- _EXERCISE DESCRIPTION_
Collect all lines below with the string "building".

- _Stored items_
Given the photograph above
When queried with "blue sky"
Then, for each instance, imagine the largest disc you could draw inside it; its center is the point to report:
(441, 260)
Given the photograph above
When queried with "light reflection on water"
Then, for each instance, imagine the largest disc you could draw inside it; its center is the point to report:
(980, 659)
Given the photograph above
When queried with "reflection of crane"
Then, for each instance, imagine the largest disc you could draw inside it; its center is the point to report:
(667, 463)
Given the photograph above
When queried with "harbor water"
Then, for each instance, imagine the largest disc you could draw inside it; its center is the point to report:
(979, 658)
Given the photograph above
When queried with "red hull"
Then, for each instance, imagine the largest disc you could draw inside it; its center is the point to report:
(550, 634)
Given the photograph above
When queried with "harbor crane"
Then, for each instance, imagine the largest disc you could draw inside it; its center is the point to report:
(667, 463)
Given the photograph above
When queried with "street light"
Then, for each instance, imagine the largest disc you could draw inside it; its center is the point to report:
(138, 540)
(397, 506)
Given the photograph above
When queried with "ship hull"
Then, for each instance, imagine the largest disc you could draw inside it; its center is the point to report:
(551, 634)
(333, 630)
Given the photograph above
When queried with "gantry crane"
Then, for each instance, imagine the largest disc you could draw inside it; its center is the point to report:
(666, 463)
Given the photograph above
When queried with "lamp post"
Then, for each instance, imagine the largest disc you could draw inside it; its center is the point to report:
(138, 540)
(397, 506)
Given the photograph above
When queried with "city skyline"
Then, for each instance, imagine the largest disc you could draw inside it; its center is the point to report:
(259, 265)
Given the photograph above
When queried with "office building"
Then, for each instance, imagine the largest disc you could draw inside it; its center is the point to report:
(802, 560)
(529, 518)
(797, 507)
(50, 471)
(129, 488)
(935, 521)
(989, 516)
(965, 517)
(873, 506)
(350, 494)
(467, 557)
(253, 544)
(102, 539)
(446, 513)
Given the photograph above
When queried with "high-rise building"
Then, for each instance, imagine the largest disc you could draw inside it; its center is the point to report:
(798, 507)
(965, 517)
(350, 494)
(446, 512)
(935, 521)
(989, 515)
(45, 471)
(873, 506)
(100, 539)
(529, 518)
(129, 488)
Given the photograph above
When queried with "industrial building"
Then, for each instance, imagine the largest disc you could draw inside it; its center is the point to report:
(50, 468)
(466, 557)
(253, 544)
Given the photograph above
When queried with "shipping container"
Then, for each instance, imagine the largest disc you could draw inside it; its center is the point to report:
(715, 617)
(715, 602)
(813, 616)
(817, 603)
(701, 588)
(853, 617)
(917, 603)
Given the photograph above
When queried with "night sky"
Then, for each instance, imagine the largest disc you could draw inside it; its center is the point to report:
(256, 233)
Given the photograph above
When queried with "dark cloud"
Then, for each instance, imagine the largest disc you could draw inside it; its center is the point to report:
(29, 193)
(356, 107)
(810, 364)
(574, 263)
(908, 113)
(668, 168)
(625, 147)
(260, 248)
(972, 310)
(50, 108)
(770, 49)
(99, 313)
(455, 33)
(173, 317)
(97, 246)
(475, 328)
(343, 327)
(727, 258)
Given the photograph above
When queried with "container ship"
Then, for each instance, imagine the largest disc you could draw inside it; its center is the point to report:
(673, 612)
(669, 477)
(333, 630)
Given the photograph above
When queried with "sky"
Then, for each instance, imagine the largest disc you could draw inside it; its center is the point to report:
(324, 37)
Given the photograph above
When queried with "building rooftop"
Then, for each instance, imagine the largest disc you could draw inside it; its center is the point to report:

- _ANSWER SPACE_
When queried with "office building"
When queried with "high-rise building"
When queried with "industrial building"
When queried with "building rooftop"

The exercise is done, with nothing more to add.